**About this exercise**
Retype, word for word, every line of the records below starting at the one that contains "Target: man's hand" and ending at the one that contains "point: orange basketball"; include both of those lines and nothing more.

Records: Begin

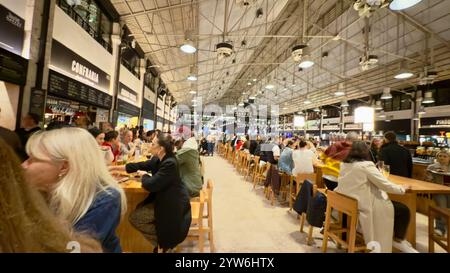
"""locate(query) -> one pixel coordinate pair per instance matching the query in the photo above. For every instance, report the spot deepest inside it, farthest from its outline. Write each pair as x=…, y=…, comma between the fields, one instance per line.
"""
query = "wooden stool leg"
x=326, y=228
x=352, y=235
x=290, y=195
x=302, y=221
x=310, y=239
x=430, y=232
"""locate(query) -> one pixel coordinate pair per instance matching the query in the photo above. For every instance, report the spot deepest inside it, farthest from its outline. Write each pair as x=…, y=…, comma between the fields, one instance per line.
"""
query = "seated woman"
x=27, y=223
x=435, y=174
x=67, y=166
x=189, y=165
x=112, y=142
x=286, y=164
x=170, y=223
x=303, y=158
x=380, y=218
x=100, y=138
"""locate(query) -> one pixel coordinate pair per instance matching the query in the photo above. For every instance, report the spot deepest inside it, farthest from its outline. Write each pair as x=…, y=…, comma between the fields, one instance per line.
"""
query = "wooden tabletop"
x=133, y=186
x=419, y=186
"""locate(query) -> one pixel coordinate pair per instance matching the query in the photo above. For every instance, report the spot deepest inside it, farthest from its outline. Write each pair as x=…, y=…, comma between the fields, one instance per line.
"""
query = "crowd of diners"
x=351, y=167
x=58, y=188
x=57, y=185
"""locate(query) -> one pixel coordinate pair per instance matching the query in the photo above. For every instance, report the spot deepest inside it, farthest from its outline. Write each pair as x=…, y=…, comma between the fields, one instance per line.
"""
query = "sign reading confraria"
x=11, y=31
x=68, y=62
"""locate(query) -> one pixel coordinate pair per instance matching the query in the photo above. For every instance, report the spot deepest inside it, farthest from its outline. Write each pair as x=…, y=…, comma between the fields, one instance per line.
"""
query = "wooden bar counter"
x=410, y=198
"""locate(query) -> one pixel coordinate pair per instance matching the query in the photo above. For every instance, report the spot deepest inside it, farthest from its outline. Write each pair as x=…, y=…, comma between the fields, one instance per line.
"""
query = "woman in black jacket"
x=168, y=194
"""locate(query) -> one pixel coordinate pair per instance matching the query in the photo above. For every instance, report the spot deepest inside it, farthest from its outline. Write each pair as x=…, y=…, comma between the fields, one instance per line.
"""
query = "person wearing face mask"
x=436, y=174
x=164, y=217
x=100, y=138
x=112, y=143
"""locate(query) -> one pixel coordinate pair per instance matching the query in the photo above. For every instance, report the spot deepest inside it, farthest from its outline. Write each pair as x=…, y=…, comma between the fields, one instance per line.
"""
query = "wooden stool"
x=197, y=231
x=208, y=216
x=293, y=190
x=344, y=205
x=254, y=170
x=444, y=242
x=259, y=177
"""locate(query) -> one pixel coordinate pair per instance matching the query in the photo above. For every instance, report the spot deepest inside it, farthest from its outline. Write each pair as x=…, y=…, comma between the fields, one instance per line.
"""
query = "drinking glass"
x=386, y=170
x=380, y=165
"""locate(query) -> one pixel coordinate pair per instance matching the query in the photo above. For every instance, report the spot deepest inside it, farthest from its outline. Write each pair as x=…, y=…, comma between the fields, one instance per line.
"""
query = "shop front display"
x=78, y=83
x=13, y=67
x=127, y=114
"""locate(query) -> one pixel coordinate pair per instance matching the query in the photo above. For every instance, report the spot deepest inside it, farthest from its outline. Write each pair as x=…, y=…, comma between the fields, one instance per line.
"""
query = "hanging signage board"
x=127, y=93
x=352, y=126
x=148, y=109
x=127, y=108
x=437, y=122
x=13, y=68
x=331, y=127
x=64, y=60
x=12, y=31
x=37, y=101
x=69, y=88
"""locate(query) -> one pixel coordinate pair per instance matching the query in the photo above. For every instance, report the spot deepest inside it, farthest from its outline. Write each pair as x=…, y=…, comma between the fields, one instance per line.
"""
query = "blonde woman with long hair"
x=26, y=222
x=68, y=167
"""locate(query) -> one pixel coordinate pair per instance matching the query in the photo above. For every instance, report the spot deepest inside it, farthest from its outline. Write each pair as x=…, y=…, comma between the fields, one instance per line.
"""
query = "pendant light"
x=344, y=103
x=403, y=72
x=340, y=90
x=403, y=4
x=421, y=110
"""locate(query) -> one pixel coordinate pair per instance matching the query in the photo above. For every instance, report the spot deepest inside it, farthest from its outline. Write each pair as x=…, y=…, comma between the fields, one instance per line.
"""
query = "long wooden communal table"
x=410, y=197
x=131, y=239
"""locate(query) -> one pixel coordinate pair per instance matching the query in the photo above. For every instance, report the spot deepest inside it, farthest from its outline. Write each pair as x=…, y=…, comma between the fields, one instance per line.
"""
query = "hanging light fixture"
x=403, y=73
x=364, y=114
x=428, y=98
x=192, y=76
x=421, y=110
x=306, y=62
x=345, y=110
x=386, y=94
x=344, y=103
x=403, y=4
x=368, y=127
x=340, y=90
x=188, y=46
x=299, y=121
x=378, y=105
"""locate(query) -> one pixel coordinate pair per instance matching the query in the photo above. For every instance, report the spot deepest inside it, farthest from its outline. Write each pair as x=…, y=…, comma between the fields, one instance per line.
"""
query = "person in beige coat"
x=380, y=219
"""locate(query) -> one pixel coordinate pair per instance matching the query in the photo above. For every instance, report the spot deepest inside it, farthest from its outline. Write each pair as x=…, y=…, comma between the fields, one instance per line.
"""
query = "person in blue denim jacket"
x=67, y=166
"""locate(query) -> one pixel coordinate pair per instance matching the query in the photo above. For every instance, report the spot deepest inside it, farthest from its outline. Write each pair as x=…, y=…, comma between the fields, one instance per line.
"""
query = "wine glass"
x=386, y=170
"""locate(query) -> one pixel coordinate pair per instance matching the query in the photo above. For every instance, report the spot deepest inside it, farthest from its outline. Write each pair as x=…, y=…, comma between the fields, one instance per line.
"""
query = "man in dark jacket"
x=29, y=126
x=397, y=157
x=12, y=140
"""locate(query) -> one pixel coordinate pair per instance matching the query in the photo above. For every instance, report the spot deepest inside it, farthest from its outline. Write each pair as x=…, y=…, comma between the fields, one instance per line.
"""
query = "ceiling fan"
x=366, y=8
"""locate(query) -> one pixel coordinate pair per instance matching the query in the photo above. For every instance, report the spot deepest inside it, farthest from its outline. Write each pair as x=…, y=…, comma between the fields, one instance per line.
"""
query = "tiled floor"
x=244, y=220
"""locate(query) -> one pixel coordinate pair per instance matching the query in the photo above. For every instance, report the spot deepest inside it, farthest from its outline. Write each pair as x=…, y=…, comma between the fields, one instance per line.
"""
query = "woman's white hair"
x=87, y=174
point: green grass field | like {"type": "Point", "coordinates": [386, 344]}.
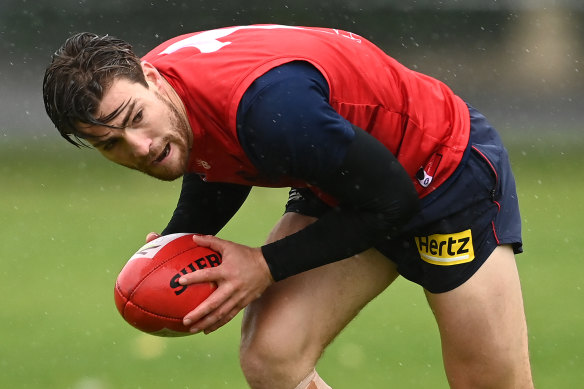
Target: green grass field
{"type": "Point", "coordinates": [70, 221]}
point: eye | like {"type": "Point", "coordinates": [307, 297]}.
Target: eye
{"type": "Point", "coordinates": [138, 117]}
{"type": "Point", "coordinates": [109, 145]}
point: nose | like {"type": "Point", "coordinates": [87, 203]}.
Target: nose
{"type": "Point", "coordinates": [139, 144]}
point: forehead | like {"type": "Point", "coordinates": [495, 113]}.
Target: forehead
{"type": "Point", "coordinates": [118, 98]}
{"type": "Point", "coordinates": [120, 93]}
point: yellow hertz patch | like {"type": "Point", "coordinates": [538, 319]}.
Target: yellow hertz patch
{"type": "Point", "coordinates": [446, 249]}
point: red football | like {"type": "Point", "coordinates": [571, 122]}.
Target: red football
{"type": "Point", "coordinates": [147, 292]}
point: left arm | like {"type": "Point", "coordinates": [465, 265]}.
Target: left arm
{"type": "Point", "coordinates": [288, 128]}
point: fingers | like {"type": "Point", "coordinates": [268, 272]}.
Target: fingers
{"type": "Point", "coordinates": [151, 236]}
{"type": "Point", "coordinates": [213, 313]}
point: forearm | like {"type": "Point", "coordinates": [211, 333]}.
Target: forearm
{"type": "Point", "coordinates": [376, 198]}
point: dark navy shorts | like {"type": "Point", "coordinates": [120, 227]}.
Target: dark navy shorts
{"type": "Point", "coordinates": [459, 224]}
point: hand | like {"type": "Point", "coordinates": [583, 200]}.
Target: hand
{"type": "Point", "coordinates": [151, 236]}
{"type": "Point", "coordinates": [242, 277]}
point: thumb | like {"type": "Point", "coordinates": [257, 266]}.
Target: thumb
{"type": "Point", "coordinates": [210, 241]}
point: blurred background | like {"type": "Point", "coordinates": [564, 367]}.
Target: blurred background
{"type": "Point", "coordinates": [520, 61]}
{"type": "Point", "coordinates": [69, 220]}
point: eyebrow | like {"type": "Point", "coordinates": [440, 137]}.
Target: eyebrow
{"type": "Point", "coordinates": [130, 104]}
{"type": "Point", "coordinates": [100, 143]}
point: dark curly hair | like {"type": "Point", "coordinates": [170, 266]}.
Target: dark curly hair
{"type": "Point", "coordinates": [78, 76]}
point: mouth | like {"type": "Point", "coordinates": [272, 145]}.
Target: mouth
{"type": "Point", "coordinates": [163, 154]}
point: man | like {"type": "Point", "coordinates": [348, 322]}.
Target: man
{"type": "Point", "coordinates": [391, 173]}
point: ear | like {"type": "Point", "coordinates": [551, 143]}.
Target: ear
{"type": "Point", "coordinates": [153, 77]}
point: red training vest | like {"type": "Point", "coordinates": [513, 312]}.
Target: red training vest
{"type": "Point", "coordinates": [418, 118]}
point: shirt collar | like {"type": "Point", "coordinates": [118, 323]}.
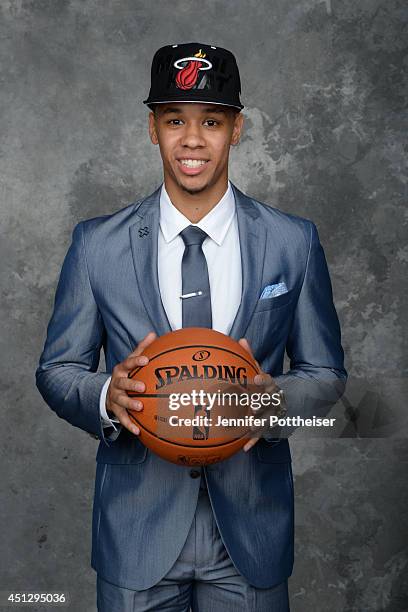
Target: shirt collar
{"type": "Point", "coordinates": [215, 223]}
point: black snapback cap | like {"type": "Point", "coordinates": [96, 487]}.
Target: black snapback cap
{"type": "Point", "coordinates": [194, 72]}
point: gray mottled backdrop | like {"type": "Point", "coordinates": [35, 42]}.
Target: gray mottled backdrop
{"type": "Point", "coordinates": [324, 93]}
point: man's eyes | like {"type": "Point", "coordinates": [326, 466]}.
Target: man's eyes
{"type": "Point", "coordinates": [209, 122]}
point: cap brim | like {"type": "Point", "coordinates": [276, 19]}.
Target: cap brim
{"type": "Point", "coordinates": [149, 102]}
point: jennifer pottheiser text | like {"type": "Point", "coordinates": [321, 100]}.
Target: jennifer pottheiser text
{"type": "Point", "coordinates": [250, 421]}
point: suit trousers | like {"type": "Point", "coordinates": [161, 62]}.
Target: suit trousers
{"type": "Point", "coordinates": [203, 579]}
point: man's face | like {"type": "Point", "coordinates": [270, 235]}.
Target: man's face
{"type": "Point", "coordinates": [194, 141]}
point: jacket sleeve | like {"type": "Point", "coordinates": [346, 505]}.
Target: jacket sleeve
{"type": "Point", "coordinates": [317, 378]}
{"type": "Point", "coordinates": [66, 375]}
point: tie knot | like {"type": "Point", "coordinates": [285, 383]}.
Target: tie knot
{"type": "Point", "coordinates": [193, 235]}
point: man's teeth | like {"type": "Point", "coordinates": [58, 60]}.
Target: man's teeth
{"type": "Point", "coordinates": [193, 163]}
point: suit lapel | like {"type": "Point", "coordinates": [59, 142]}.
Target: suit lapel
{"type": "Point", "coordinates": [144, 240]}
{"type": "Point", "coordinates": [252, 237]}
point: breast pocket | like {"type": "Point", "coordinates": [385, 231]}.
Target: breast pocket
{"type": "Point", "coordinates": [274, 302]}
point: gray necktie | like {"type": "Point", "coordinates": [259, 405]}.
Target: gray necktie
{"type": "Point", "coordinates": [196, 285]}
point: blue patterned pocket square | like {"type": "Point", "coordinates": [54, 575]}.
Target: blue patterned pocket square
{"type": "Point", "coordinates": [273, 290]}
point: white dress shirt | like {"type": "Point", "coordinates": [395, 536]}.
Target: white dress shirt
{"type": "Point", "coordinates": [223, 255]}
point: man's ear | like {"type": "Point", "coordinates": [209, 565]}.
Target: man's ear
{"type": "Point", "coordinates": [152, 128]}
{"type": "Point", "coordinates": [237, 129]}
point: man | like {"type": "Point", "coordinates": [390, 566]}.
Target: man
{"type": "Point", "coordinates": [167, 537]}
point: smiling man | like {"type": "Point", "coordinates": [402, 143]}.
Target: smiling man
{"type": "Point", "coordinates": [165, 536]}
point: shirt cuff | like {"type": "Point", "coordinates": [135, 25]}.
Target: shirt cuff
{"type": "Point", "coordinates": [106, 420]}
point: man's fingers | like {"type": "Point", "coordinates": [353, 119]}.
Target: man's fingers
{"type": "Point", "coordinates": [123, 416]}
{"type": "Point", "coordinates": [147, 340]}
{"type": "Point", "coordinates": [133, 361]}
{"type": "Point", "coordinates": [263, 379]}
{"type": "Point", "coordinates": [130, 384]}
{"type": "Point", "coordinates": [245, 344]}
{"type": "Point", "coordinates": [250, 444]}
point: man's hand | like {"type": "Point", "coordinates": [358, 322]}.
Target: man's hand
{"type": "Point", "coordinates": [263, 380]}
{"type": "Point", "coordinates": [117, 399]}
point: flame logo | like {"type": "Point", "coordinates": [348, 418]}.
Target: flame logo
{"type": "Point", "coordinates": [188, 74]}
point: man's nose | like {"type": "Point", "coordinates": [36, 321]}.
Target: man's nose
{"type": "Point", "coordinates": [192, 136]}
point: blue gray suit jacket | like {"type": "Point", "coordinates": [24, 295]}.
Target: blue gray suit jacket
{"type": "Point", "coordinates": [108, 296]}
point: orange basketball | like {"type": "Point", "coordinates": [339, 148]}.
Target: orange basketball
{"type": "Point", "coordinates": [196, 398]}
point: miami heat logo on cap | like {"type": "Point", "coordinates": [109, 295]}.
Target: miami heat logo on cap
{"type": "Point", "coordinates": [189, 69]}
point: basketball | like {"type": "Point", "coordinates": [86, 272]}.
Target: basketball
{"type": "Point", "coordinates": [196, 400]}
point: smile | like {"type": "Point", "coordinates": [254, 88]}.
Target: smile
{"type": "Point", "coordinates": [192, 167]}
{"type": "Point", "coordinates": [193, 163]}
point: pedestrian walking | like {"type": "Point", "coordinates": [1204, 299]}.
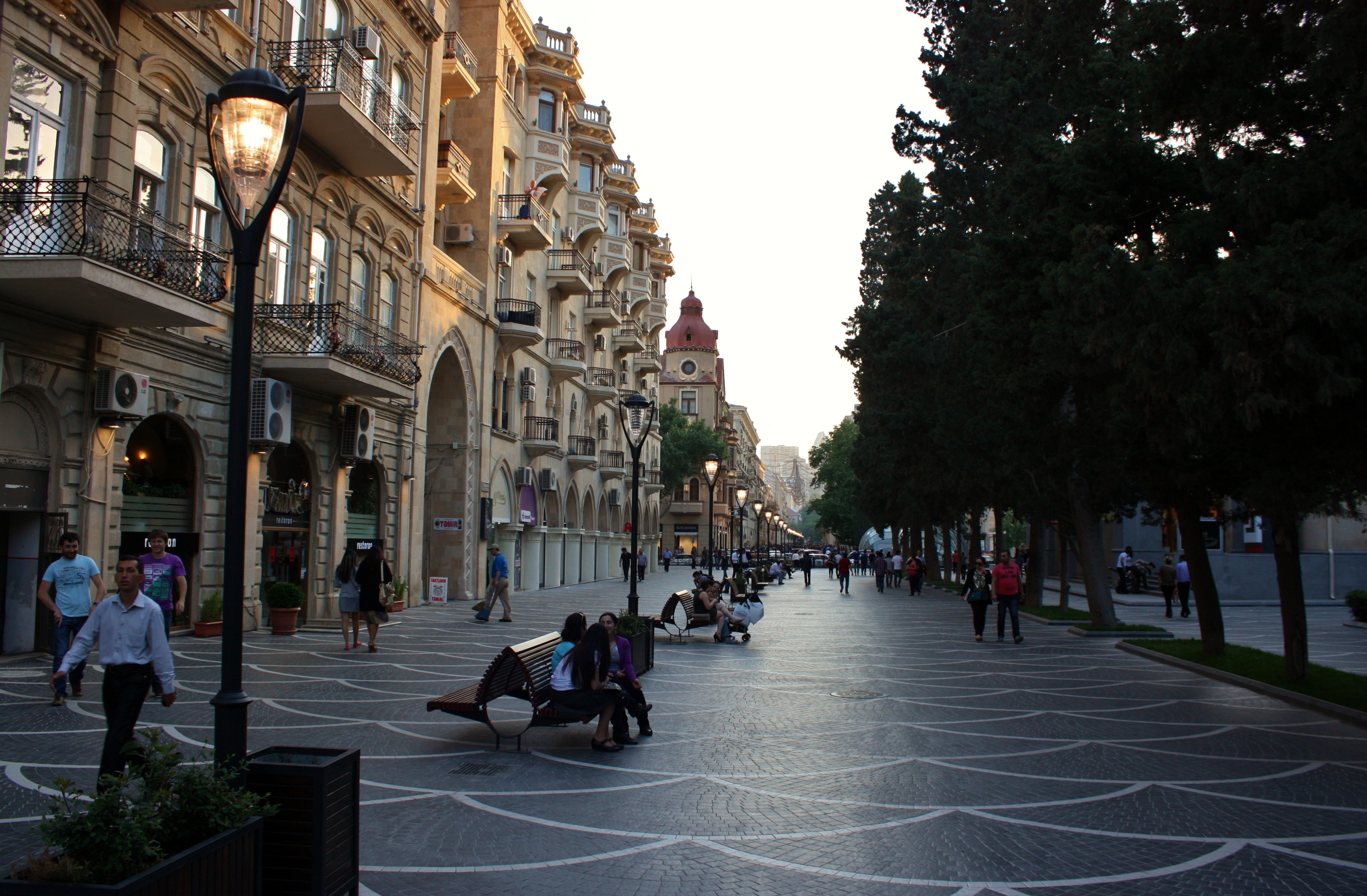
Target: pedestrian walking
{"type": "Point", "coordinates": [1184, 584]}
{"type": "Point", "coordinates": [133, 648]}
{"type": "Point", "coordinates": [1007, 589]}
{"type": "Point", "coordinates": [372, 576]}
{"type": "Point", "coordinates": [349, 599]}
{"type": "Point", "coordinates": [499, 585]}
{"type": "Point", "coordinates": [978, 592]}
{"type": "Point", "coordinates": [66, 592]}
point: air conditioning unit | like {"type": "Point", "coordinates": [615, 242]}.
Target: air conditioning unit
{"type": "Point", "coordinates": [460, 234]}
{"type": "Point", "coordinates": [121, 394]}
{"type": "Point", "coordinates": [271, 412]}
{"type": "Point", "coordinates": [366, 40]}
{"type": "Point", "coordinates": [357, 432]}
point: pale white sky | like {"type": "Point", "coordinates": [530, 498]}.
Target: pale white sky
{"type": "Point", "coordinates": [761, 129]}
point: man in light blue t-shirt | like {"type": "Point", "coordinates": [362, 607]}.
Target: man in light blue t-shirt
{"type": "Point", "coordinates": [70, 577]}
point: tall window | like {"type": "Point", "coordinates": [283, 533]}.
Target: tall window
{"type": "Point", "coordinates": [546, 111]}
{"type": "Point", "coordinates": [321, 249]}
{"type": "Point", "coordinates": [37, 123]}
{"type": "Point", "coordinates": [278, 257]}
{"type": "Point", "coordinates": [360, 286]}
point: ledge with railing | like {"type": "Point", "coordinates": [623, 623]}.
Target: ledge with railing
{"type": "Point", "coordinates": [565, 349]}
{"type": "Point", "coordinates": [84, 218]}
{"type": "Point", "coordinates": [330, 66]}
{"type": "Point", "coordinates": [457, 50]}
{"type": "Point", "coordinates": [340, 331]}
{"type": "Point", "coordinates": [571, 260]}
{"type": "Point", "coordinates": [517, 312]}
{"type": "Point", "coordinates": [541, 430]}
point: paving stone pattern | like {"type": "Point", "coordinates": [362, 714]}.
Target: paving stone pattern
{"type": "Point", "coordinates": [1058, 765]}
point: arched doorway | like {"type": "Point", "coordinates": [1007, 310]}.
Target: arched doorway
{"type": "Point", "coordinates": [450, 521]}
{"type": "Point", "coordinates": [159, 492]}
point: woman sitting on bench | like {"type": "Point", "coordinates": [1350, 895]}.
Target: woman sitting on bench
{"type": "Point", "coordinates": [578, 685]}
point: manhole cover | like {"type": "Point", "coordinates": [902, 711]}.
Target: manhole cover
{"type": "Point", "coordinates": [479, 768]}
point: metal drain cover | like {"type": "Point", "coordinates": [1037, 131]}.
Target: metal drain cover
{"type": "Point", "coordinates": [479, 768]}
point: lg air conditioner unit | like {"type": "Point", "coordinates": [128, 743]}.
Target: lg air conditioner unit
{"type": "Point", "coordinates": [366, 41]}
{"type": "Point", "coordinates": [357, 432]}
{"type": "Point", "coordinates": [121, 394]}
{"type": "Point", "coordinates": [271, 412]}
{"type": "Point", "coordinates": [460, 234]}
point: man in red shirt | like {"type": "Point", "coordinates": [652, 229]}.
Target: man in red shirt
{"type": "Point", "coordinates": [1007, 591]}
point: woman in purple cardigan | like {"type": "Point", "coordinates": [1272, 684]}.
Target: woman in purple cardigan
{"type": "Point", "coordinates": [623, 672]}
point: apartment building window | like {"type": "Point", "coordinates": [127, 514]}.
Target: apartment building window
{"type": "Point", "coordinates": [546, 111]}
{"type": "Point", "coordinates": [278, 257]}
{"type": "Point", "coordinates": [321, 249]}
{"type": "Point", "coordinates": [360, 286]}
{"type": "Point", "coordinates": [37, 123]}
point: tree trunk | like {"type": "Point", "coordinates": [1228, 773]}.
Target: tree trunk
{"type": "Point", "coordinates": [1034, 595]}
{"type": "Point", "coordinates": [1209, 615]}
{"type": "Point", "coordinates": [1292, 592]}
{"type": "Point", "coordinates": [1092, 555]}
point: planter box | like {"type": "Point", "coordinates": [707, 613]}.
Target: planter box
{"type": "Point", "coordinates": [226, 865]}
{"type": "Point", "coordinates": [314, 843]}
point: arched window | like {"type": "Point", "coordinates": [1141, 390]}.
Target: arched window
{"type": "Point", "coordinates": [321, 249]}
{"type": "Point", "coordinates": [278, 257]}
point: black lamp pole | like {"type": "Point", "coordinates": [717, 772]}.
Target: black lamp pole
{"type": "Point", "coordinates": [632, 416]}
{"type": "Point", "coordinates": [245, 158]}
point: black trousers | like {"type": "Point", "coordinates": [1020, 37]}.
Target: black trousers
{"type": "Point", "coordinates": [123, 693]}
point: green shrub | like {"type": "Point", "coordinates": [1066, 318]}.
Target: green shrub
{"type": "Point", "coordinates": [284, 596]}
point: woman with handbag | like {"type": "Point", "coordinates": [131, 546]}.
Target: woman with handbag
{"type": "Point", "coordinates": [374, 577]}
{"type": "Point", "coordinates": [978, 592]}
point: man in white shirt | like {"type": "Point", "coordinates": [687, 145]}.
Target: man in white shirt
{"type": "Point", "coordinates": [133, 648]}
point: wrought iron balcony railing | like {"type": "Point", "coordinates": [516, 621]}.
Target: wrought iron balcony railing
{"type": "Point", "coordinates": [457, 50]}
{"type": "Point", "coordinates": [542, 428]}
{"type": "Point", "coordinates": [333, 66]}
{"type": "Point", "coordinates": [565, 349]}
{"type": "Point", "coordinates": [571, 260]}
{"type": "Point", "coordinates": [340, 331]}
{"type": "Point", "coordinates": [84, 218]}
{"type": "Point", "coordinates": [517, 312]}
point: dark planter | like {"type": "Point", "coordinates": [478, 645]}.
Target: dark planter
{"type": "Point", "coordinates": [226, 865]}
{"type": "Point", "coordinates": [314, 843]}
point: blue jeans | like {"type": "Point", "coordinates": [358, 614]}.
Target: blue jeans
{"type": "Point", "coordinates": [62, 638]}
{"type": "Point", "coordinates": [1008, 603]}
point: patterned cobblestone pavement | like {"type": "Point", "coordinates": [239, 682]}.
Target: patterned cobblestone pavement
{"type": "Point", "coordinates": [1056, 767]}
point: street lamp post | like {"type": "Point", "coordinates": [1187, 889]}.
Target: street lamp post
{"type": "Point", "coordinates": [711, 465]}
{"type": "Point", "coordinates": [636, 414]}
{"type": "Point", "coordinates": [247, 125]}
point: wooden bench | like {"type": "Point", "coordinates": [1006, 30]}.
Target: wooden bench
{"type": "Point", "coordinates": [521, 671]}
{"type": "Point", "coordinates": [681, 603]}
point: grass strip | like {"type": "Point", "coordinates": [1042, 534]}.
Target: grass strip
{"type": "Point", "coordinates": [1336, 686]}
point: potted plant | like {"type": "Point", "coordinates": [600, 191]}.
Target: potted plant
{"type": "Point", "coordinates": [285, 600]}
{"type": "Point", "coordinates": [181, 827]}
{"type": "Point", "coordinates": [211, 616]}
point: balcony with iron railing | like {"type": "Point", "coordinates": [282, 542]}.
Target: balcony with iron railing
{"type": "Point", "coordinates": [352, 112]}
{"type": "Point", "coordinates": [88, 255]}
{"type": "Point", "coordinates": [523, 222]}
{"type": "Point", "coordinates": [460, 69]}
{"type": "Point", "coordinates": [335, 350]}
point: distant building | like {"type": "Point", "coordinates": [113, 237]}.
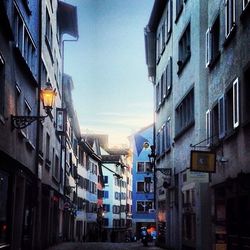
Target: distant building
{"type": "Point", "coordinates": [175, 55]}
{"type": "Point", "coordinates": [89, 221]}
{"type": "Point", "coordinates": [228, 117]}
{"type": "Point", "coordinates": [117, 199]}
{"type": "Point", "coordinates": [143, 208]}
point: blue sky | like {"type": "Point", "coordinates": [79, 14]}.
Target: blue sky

Records: End

**Your response**
Target: man's hand
{"type": "Point", "coordinates": [263, 380]}
{"type": "Point", "coordinates": [117, 399]}
point: flame logo | like {"type": "Point", "coordinates": [348, 418]}.
Target: flame logo
{"type": "Point", "coordinates": [188, 74]}
point: man's nose | like {"type": "Point", "coordinates": [36, 321]}.
Target: man's nose
{"type": "Point", "coordinates": [192, 136]}
point: blue gray suit jacket | like {"type": "Point", "coordinates": [24, 295]}.
Target: blue gray suit jacket
{"type": "Point", "coordinates": [108, 296]}
point: orange basketball | like {"type": "Point", "coordinates": [339, 148]}.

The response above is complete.